[Start]

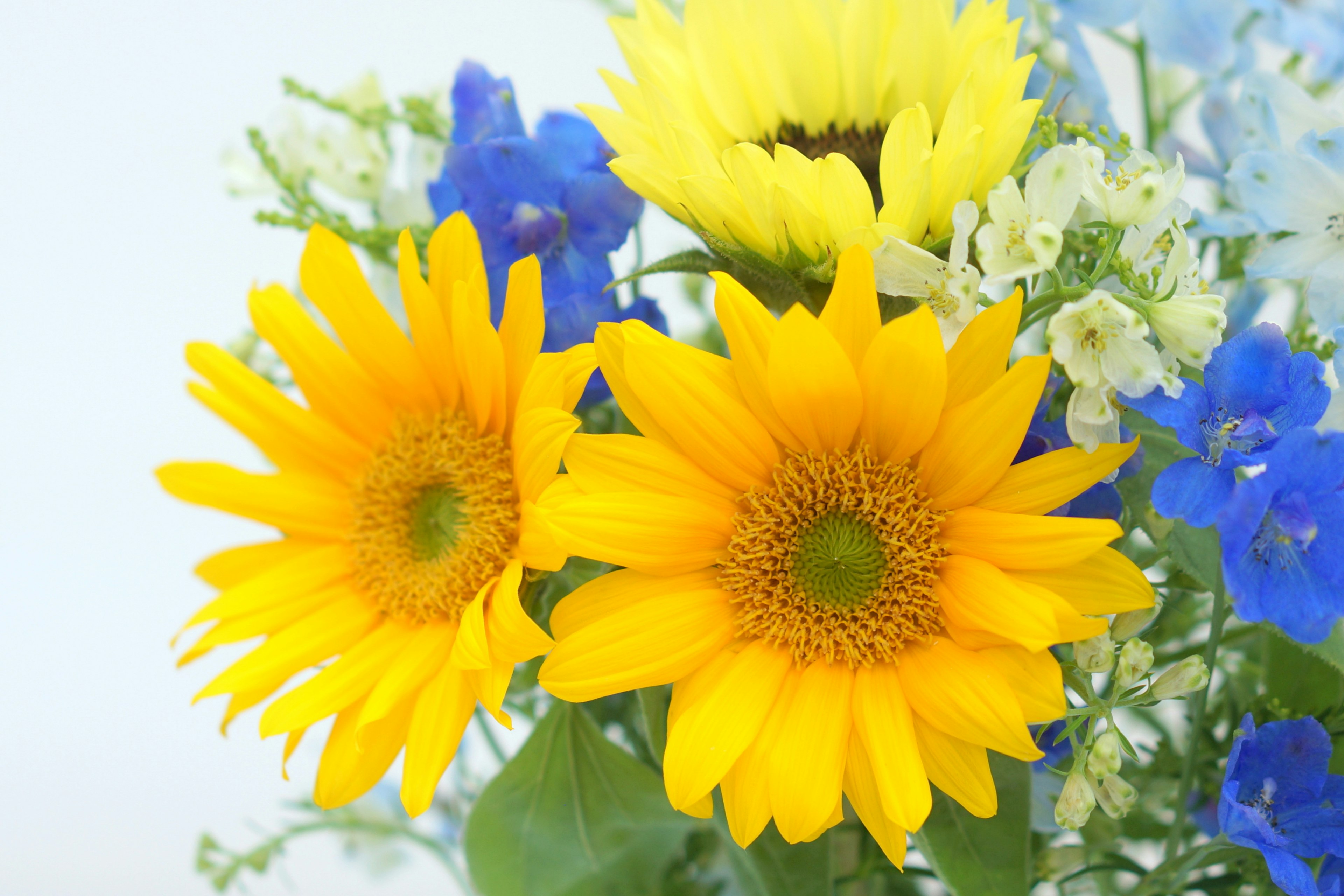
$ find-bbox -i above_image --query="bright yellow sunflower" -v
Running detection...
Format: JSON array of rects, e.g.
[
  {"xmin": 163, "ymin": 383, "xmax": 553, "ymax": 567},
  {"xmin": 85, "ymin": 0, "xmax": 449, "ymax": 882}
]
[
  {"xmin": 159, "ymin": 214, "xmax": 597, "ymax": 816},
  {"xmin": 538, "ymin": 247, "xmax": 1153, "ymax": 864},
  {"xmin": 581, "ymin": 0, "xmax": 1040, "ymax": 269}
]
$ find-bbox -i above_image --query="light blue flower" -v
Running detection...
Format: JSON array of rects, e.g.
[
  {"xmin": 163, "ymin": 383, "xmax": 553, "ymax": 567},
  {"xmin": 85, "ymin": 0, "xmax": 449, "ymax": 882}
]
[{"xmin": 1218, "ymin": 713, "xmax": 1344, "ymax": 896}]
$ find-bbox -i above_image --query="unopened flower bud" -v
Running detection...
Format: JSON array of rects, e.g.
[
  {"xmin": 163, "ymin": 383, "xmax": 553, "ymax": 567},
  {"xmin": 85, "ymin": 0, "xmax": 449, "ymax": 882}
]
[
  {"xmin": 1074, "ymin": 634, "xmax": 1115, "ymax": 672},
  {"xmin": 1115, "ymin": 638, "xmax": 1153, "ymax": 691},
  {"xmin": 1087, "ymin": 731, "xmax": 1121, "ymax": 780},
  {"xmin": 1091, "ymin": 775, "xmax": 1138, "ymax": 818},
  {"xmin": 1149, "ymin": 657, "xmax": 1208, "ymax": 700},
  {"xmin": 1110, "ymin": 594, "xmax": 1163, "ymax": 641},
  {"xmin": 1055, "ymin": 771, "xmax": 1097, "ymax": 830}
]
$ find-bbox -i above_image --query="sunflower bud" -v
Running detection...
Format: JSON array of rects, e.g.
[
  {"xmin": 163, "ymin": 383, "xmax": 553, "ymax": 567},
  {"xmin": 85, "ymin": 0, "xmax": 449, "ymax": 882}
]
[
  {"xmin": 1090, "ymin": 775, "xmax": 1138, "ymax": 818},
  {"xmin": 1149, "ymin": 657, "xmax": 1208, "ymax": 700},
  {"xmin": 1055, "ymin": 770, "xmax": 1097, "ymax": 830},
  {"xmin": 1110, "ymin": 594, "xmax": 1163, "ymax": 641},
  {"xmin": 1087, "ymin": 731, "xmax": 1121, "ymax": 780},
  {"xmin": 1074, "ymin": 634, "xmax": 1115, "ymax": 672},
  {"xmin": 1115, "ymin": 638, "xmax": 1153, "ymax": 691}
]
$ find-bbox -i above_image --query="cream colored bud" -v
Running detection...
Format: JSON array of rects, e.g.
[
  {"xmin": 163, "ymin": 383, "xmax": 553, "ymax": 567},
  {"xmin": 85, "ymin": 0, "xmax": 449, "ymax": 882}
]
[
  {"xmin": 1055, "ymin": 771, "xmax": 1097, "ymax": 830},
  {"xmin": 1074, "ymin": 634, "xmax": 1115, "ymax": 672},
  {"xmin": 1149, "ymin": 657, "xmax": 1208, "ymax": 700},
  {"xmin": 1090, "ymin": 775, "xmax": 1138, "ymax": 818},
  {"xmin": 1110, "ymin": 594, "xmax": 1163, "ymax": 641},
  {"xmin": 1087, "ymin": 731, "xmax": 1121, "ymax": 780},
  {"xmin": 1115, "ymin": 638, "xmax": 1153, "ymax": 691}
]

[End]
[Start]

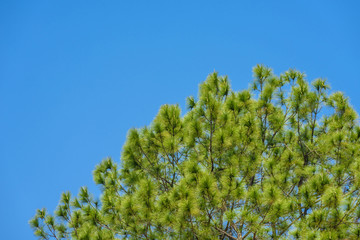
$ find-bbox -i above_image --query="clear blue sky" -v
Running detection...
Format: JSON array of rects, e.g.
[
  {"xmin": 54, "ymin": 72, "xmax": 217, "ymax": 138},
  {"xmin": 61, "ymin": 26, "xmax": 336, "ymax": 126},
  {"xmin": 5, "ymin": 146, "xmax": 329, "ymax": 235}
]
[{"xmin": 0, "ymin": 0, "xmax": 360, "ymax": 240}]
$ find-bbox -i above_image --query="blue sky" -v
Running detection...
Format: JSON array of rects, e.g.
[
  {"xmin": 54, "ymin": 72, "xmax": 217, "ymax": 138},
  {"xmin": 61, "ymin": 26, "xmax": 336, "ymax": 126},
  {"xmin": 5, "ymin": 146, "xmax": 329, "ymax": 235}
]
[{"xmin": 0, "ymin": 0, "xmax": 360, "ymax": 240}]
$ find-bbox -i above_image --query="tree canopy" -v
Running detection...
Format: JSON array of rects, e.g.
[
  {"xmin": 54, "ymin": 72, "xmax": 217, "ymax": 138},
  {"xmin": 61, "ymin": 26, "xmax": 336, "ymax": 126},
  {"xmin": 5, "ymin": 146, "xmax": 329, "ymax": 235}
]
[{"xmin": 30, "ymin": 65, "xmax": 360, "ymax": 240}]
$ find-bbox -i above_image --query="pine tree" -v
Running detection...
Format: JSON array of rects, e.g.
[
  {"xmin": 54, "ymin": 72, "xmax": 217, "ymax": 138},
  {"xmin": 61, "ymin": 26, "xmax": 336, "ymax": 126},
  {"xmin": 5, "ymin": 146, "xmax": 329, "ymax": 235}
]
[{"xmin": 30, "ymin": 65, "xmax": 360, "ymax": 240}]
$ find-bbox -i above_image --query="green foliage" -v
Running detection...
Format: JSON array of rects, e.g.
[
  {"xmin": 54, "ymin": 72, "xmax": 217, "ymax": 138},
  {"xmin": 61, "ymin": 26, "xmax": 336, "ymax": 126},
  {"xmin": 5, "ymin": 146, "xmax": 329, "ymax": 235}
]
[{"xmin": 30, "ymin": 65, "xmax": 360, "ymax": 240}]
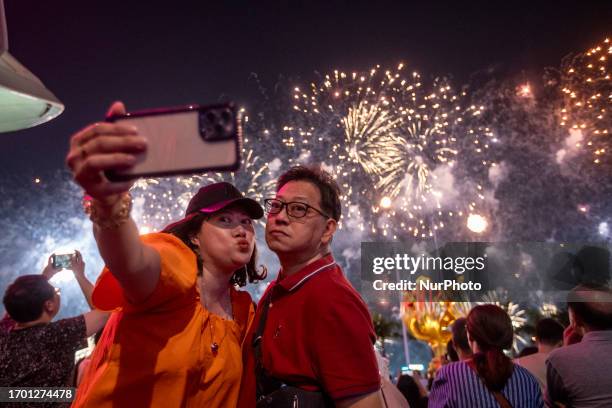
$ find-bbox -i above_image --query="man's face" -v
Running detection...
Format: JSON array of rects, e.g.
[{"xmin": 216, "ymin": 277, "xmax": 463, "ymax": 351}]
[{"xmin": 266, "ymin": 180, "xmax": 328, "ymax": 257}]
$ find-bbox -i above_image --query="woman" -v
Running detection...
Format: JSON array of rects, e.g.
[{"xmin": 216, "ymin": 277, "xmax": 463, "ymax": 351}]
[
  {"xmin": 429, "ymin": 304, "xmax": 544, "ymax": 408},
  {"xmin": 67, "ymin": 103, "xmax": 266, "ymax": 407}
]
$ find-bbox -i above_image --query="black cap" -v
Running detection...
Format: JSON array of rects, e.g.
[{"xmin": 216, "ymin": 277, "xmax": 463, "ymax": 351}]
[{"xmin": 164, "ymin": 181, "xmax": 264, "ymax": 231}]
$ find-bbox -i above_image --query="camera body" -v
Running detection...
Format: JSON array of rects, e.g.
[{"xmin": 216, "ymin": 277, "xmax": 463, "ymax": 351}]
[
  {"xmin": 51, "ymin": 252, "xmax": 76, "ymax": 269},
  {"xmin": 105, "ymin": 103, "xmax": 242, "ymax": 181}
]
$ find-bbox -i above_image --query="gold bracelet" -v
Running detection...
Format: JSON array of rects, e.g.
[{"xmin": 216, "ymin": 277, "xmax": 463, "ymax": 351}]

[End]
[Start]

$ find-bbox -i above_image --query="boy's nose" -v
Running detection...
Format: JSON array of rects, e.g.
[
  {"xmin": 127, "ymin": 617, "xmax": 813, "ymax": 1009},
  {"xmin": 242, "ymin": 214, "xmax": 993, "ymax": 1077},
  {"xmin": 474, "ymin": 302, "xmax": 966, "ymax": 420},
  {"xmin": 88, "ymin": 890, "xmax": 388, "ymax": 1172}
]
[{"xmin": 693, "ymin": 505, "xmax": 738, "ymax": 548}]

[End]

From the items above, pick out every line containing the word "blue" and copy each of those lines in full.

[OUTPUT]
$ find-bbox -i above_image --query="light blue flower" -v
$ find-bbox -i above_image --query="clear blue sky" -v
$ find-bbox -i above_image --query="blue sky" -v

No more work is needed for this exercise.